§ Required work:
In the data below, find each line that contains the word "part" and copy it.
___ Data listing
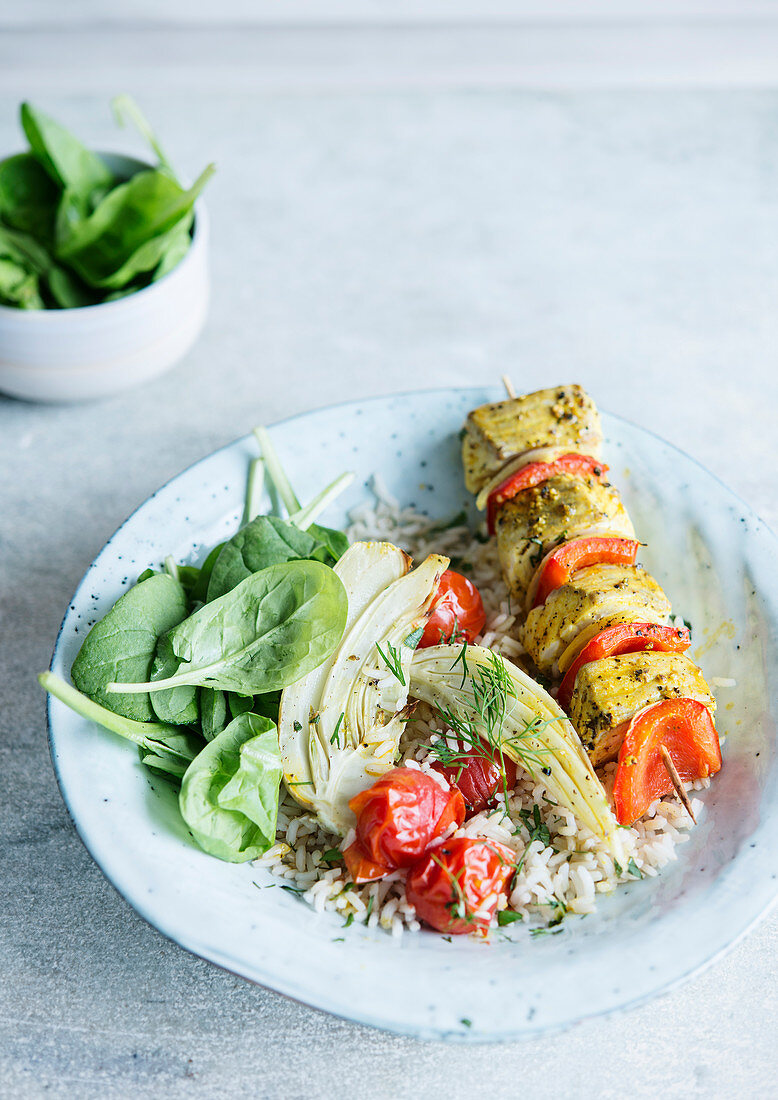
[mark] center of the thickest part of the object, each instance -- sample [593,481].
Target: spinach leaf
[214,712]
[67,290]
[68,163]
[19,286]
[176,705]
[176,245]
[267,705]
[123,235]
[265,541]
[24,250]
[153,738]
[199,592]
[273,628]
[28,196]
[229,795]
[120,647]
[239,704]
______
___ Data listing
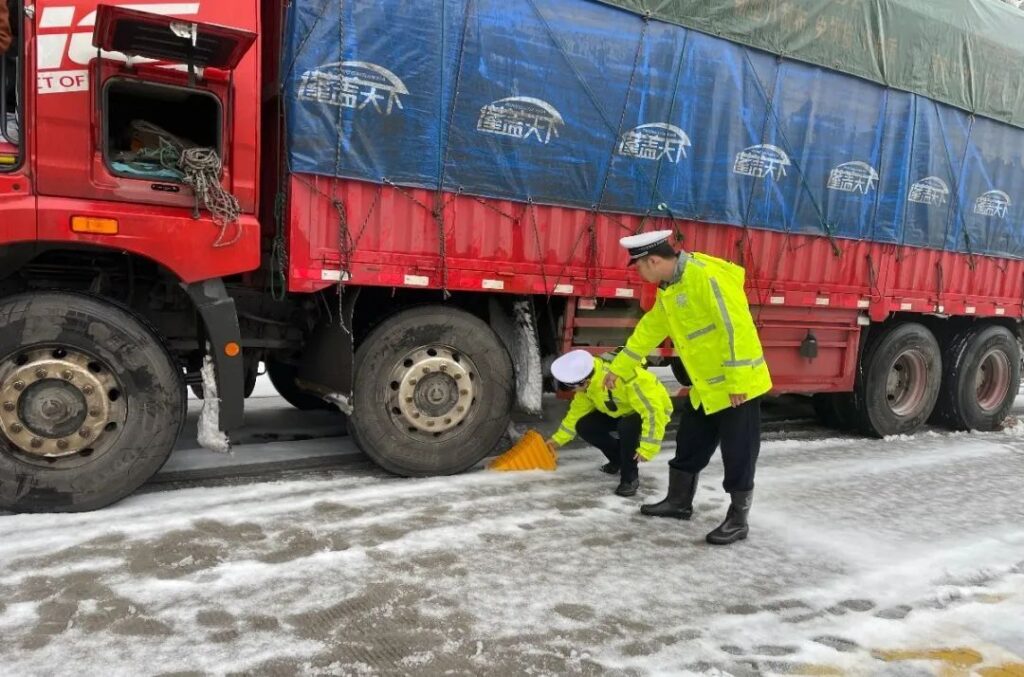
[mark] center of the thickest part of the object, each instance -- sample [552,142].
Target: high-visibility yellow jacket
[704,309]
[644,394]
______
§ Problem solution:
[mark] center of the thickest part of the object, each instance -- sample [593,481].
[mark] center of the thickest part of the object, each instance -- sample [552,142].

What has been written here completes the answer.